[Items from a dataset]

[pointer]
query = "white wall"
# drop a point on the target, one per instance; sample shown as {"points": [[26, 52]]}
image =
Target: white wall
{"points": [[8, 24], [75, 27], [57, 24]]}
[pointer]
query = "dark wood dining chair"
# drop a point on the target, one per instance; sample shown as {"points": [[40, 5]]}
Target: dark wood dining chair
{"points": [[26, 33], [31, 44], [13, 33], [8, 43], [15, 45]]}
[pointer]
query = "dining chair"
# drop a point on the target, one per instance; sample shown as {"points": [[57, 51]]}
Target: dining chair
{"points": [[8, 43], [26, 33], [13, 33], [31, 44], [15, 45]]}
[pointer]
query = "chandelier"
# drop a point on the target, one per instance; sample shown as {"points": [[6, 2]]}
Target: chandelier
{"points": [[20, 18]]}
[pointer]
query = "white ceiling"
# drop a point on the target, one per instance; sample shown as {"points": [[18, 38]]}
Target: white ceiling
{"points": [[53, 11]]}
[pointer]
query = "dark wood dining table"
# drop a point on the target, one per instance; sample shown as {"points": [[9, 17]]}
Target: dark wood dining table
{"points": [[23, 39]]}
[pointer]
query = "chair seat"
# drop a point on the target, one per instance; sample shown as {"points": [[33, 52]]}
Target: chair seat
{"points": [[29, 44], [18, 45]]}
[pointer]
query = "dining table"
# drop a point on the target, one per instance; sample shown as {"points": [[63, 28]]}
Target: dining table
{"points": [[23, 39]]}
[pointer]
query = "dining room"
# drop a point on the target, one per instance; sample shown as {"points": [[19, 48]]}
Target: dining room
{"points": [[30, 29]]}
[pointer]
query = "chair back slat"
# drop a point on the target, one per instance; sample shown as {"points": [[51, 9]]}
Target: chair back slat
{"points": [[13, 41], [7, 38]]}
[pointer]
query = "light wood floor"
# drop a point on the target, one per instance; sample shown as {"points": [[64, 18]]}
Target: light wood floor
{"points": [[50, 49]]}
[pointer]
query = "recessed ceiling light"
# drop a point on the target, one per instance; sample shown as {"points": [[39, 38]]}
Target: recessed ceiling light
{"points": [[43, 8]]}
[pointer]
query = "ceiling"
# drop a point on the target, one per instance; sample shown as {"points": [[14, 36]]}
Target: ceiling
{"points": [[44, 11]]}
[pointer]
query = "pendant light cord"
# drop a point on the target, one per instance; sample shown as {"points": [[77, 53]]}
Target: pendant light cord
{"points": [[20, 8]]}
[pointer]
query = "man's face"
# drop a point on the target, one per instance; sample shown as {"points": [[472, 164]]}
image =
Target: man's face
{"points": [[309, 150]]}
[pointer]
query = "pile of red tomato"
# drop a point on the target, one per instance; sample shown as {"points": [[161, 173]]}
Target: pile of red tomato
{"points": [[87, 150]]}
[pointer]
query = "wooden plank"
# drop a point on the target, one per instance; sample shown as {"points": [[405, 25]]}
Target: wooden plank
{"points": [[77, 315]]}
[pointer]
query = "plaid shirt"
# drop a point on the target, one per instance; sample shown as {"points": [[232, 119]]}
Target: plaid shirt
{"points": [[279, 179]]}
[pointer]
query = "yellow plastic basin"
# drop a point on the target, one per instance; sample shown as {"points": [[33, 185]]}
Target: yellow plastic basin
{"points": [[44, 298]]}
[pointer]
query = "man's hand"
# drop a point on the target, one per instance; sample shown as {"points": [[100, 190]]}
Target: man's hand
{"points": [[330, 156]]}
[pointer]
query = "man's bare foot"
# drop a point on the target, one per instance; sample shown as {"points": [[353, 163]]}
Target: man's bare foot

# Work task
Reproduce each line of the records in which "bare" appears.

# Solution
query = "man's bare foot"
Target: man's bare foot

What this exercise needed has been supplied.